#### DATA SECTION
-=-=-

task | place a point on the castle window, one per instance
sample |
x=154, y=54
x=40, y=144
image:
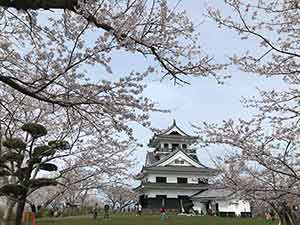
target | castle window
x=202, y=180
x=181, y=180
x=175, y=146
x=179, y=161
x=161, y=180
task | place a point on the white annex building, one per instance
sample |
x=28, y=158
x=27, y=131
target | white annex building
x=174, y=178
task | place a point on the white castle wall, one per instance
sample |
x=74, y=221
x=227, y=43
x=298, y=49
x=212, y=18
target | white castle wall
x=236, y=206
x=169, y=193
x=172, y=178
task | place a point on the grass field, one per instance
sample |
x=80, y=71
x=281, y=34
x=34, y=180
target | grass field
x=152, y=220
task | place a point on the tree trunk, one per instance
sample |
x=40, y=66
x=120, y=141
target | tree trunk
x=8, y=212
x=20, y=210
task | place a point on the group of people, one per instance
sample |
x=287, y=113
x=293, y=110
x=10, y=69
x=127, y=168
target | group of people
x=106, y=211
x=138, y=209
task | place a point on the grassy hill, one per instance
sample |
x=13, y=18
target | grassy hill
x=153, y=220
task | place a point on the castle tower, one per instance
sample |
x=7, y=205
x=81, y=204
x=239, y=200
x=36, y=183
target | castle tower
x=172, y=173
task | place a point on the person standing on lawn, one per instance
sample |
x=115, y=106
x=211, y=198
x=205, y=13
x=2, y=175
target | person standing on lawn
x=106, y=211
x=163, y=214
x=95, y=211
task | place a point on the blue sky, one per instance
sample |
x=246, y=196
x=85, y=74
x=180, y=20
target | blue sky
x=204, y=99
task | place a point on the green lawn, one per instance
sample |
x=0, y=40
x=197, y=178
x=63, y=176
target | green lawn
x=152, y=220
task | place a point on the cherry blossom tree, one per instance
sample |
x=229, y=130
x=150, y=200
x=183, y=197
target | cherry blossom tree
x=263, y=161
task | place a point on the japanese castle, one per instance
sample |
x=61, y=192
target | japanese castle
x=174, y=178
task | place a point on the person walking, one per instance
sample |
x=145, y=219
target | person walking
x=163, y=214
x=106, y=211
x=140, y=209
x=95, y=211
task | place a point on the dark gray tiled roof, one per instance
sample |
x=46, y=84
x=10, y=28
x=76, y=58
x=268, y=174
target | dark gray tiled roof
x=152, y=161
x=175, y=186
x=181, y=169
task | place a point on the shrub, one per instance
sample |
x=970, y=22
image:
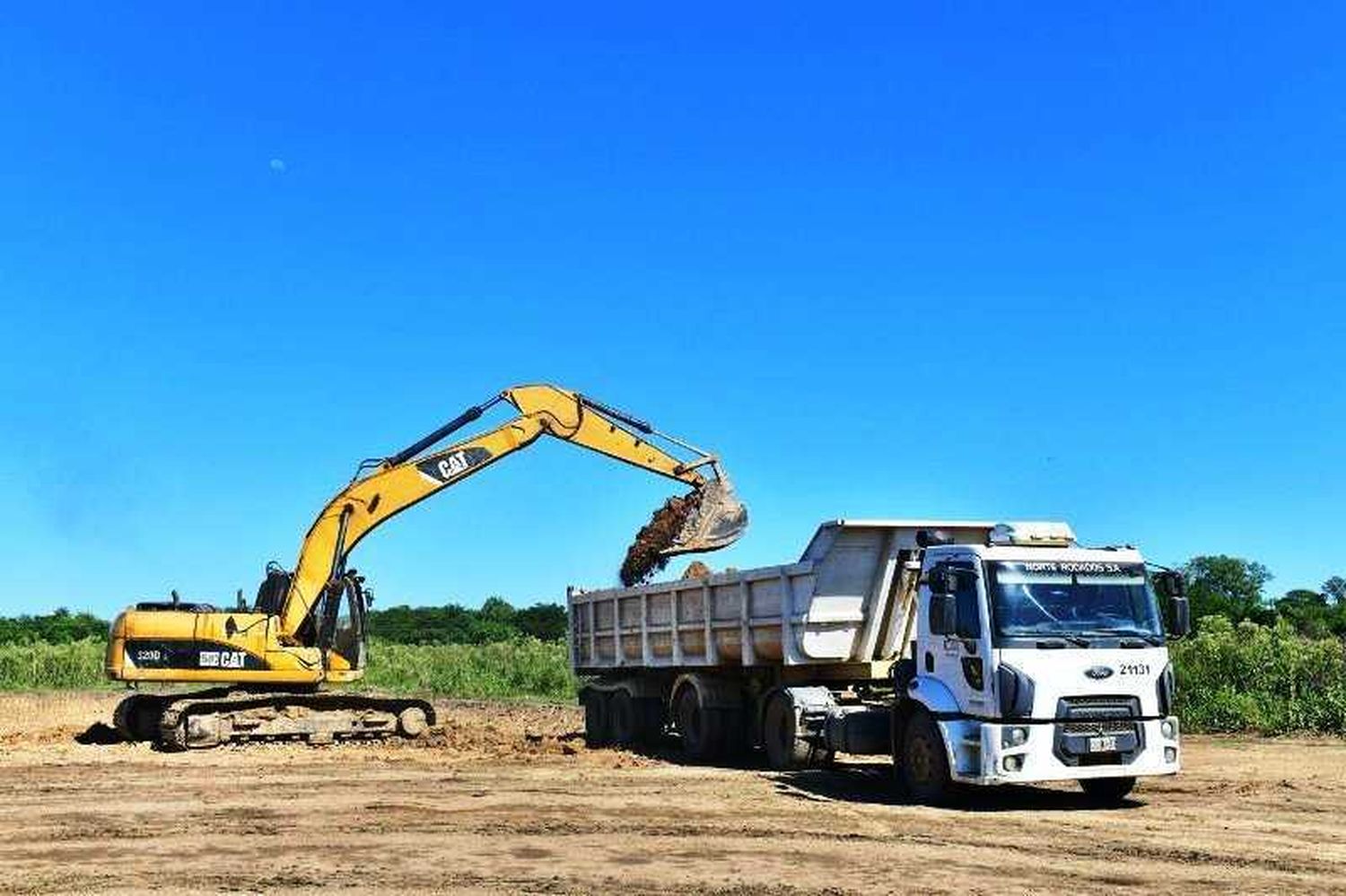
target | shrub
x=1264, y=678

-=-=-

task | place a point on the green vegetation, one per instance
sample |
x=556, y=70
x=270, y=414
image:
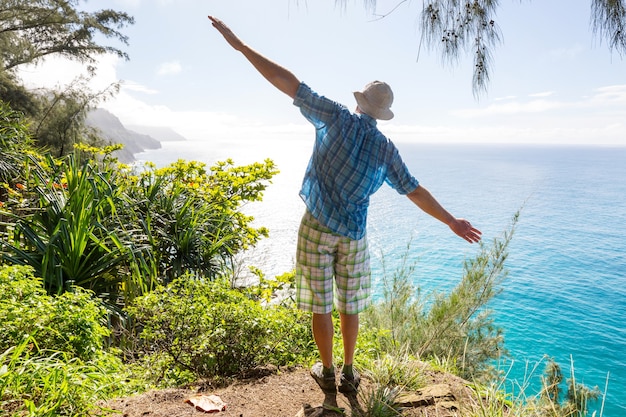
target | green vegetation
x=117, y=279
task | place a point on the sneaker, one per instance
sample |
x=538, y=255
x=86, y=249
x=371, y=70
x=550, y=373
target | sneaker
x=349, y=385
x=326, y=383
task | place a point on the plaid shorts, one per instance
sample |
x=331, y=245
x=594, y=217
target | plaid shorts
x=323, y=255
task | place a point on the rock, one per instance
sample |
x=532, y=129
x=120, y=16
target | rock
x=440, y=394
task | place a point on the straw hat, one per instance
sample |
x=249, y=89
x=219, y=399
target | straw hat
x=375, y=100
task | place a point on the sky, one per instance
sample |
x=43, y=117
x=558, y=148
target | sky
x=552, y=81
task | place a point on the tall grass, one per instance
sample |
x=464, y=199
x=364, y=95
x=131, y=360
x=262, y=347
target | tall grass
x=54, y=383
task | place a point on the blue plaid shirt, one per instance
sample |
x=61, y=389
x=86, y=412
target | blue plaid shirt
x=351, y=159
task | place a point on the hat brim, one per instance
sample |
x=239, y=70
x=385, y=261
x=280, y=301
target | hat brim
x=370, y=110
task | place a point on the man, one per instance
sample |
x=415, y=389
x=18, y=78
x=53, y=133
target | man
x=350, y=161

-=-=-

#### CHALLENGE
Reproduce the stretch from the line containing "task | place a point on the sneaker, one" through the line containing "x=350, y=161", swapping "place a point" for "put a dot" and leaving everything else untouched.

#### TASK OUTPUT
task | put a dot on the sneaker, one per instance
sample |
x=538, y=255
x=86, y=249
x=371, y=70
x=550, y=373
target | sneaker
x=349, y=385
x=326, y=383
task | put a dot on the plaid shorts, one per instance
sample |
x=331, y=245
x=594, y=217
target | plaid shorts
x=323, y=255
task | put a dot on the rock, one per instance
sample |
x=532, y=129
x=120, y=16
target | rock
x=440, y=394
task | put a dot on the straw hat, one per instance
sample |
x=249, y=89
x=219, y=399
target | straw hat
x=375, y=100
task | put a dot on the sky, one per instance
sample |
x=43, y=117
x=558, y=148
target | sky
x=552, y=81
task | put a dot on the tall grass, one per instance
sample |
x=464, y=199
x=364, y=95
x=131, y=360
x=262, y=347
target | tall grass
x=54, y=383
task | put a dot on the blue plaid shirt, one per instance
sample |
x=61, y=389
x=86, y=412
target | blue plaid shirt
x=351, y=159
task | put a dot on the hat brim, one per instance
sample |
x=239, y=70
x=385, y=261
x=280, y=301
target | hat brim
x=370, y=110
task | put a dot on the man, one per instance
sample |
x=415, y=389
x=18, y=78
x=53, y=133
target | man
x=350, y=161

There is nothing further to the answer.